§ **EXERCISE REQUIREMENTS**
When you reach the entries, transcribe each one exactly.

§ **TASK INPUTS**
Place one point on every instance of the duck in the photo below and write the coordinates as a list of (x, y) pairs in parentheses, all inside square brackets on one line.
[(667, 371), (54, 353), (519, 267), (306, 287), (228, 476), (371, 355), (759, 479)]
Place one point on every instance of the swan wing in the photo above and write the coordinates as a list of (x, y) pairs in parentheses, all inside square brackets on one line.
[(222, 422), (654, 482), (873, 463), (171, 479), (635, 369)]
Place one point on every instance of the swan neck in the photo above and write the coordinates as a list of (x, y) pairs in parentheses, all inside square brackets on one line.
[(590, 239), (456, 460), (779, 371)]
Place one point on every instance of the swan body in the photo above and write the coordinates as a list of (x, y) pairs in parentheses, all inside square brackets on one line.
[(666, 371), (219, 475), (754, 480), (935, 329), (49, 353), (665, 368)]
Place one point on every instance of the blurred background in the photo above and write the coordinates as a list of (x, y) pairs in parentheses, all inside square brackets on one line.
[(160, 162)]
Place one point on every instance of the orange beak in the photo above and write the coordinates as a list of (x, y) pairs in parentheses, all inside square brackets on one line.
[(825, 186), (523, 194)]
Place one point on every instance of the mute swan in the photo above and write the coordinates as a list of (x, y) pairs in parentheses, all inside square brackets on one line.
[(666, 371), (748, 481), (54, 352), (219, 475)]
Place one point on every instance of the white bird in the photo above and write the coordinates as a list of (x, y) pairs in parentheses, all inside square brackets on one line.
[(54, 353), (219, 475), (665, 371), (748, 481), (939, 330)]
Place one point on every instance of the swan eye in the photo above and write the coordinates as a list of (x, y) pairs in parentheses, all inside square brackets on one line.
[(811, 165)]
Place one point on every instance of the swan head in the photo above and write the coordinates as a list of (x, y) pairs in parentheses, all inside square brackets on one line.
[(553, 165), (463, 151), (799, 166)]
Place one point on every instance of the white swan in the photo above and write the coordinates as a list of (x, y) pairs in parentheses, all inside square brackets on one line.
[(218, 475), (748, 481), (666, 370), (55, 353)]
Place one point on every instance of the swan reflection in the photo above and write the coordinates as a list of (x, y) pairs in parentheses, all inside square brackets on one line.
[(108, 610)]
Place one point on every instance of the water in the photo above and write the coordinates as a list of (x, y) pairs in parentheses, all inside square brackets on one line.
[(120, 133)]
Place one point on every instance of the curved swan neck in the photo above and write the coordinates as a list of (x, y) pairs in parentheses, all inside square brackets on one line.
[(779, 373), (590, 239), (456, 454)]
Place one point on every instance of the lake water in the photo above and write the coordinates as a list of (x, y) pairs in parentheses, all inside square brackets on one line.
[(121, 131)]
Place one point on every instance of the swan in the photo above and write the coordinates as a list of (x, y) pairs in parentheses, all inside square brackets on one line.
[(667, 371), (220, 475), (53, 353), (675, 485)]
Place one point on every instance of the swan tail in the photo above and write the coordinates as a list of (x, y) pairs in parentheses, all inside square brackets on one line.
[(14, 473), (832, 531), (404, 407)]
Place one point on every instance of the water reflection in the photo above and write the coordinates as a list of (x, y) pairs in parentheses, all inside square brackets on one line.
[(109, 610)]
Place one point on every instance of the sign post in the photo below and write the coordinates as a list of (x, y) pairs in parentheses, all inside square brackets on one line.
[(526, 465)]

§ **ANSWER TO THE EXERCISE**
Place one point on every instance of the duck in the photo below and write the coordinates as a list of (x, y) pairs in parentheses, all inside square brackets on one line.
[(667, 371), (54, 353), (519, 267), (306, 287), (228, 476), (371, 355), (759, 479)]
Place one point on every instance of the swan wing in the photo above and write the coordinates as a list of (x, y) pairs in parentheses, all inside square brackets on one line.
[(222, 422), (654, 482), (873, 463), (171, 479), (635, 369)]
Place one point on every instance of the swan neck in the photo above and write the coordinates as a list of (x, y) pairs in parentheses, all inside square brackets on one line.
[(590, 239), (456, 460), (779, 371)]
Place one point on every instance of the swan body in the photo above and write the coordinates as a list of (x, y) pairs in parentheses, all inside square brackets on one line.
[(666, 371), (219, 475), (754, 480), (935, 329), (49, 353), (665, 368)]
Place one point on every instance of the blurred background in the photo above and write the coordinates as a list of (x, y) pairs in parentheses, all inside square brackets on one line.
[(160, 162)]
Place one point on every instance of the orange beak in the photo above and write the coordinates as a list of (x, y) pairs in parentheses, all inside square brackets on one line.
[(825, 186), (523, 194)]
Place one point on every instance of the mute swan in the photo above and write the coordinates as a list of (x, y) pairs in parentheses, all inside square brackets on one line.
[(666, 371), (748, 481), (54, 352), (219, 475)]
Place one point on every instance of the white bird in the photo above and write the coordinates as a list of (x, y) pairs in parentheses, all inside square brackets on one line.
[(54, 353), (219, 475), (665, 371), (748, 481), (939, 330)]
Place one point on every instance of the swan eye in the photo above and write the coordinates as a list of (x, y) pairs in parentheses, all inside square brackets on one line.
[(811, 165)]
Place one point on every instance of the swan head in the photo above and write the coordinates as a list of (x, y) pairs in parentheses, all inside square brackets on one line.
[(553, 165), (463, 151), (799, 166)]
Place one point on every instance of the white swan in the photo above and write the coordinates as a list of (x, y) pairs in parentheses, all inside square brackets on one line.
[(218, 475), (748, 481), (666, 370), (55, 353)]
Place one point on every instance of the swan reflection in the photo above and write the coordinates as a list of (x, y) pairs in parentheses, all inside square brackets on one line.
[(108, 610)]
Place one point on every instance of the water in the photo above and write the coordinates as a list of (x, y) pairs in parentheses, all inside square brackets on one line.
[(120, 133)]
Place one point on every instance of the curved swan neck in the photo above and write the coordinates as a list of (x, y) pairs in parentheses, all inside square brackets on one line.
[(779, 373), (590, 239), (456, 454)]
Place one point on every instance of the lake water in the photo above and write the coordinates as a list of (x, y) pairs in parentheses, all inside square brackets on one line.
[(121, 131)]
Place one point on every instance of the swan in the photo above and write the coordinates as a list of (x, y) pairs in parentheses, all inside square brackets on one line.
[(667, 371), (220, 475), (53, 353), (675, 485)]
Place one point on every instance of the swan tail in the photo above and write the coordinates as a list of (x, y) pairs in parentheses, all inside square brackets on one line.
[(14, 473), (832, 531), (404, 407)]
Place one point on every instance of the water reflection in the photo above and write the coordinates as a list of (x, y) pairs in parentheses, all inside square brackets on one line.
[(109, 610)]
Place one point on every instance of the sign post in the photo below and write the coordinates as a list of (x, y) pairs in parentheses, all inside square brackets on one line.
[(526, 465)]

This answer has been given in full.